EXERCISE REQUIREMENTS:
Copy every line of the listing below that contains the string "sliding", matching case exactly.

:: INFORMATION SHOWN

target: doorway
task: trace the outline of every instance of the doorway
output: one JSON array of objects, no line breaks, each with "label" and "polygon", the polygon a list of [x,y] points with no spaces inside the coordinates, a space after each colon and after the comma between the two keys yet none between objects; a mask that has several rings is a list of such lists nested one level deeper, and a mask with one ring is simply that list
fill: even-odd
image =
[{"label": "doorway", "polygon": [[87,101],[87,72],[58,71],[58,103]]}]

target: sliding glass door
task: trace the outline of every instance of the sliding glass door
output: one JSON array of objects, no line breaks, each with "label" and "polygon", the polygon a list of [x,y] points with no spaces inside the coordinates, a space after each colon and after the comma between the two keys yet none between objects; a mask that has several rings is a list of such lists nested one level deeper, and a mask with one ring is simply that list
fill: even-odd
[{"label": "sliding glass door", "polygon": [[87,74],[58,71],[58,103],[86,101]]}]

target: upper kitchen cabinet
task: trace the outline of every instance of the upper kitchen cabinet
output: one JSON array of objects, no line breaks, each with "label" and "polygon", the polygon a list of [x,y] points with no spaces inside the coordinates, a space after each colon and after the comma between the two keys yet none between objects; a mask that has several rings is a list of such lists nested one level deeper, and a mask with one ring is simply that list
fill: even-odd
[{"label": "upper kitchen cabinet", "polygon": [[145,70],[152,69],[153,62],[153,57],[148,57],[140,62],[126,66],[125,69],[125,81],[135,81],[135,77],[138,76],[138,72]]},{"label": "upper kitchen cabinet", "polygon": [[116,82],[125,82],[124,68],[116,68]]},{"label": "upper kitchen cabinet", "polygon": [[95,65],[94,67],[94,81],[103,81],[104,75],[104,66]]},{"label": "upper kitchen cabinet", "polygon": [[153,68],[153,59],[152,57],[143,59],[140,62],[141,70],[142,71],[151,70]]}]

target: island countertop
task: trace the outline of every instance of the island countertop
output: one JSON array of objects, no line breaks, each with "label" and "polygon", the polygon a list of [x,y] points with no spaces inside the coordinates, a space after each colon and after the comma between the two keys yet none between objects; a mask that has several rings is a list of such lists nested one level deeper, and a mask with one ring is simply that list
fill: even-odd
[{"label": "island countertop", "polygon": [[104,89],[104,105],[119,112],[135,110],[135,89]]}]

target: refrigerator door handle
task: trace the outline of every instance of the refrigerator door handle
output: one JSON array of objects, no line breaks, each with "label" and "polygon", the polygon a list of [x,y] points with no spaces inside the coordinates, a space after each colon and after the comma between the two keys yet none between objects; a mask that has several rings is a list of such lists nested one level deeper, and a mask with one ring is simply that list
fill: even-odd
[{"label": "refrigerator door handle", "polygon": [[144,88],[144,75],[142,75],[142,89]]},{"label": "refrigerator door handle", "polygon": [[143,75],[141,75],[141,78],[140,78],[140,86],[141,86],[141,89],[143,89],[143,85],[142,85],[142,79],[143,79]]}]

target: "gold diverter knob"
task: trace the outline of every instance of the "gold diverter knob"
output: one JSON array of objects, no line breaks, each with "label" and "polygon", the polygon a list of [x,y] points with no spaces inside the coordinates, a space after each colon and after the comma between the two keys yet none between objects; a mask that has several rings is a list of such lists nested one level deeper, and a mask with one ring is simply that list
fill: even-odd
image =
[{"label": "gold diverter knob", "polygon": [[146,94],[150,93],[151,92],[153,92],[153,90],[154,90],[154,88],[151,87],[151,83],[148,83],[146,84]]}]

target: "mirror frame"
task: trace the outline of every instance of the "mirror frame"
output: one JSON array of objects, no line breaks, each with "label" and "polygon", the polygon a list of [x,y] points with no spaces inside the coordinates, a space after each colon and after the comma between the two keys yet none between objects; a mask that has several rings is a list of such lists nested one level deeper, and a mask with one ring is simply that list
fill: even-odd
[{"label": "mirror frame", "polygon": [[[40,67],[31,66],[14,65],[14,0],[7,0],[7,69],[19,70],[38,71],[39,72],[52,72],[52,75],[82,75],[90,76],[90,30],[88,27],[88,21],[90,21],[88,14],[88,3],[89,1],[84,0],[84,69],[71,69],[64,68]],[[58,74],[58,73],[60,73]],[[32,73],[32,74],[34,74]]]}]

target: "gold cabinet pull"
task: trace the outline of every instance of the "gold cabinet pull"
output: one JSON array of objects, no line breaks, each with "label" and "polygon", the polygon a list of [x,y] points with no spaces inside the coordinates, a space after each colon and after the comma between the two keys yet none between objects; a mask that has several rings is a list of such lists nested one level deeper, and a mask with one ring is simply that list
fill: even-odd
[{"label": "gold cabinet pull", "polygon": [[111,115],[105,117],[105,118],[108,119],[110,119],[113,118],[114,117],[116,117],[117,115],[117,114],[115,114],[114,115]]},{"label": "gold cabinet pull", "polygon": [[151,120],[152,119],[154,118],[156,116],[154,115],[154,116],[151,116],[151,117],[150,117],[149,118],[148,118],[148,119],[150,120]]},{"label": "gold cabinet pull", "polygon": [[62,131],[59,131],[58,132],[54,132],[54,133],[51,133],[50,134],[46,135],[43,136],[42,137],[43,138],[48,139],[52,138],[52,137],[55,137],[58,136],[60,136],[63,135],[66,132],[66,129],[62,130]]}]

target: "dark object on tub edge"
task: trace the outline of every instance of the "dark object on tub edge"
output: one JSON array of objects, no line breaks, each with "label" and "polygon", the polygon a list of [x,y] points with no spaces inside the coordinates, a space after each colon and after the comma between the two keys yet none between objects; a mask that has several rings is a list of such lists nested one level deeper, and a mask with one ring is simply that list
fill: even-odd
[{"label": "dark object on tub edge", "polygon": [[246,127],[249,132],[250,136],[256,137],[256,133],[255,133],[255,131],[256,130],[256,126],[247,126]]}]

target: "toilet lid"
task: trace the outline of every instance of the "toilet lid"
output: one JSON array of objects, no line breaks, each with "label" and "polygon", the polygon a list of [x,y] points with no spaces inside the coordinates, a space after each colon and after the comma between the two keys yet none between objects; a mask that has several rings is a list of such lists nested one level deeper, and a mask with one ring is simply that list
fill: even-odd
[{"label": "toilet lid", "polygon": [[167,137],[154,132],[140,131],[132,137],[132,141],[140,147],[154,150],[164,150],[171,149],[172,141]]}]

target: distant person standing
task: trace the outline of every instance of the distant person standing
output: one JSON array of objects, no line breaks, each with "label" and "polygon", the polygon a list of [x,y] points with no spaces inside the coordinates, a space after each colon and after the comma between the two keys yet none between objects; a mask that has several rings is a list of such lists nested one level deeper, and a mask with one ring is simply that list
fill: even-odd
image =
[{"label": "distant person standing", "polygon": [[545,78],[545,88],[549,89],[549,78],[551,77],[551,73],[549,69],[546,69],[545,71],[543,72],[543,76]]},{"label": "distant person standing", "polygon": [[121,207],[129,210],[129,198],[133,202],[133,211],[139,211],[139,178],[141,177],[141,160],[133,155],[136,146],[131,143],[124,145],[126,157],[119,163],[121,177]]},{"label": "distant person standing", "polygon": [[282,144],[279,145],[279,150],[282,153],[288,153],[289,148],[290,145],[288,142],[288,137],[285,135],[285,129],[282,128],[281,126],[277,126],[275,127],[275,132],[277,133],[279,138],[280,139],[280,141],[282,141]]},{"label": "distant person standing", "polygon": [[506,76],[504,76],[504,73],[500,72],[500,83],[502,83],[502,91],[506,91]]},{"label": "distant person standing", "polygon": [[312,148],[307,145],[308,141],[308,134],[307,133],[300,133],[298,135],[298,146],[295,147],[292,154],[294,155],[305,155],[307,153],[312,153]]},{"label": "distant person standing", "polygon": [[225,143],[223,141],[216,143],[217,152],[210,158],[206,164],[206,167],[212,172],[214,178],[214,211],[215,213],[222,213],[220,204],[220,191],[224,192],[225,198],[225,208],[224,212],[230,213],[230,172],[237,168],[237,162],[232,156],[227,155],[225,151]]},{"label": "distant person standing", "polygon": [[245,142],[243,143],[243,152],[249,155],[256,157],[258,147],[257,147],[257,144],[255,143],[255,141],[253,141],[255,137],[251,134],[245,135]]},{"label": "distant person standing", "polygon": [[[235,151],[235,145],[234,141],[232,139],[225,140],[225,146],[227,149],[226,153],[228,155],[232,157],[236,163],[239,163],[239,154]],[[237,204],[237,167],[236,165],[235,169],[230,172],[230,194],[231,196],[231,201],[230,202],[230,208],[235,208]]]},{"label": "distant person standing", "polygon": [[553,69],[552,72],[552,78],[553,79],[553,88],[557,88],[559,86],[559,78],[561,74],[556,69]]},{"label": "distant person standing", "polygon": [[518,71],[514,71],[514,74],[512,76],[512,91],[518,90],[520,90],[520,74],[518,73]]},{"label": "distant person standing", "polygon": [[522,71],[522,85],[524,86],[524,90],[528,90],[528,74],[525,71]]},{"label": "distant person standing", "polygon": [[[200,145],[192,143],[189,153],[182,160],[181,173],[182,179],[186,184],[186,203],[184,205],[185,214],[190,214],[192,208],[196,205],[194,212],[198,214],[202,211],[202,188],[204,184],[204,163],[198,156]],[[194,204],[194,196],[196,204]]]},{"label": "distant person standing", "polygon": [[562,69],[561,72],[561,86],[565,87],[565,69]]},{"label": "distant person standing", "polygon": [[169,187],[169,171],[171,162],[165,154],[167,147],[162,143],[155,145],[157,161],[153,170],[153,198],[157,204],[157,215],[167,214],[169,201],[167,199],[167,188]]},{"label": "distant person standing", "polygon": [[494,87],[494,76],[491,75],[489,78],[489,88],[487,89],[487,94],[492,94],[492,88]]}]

::::

OUTPUT BELOW:
target: sliding glass door
task: trace the outline of every instance of the sliding glass door
[{"label": "sliding glass door", "polygon": [[87,74],[58,71],[58,103],[86,101]]}]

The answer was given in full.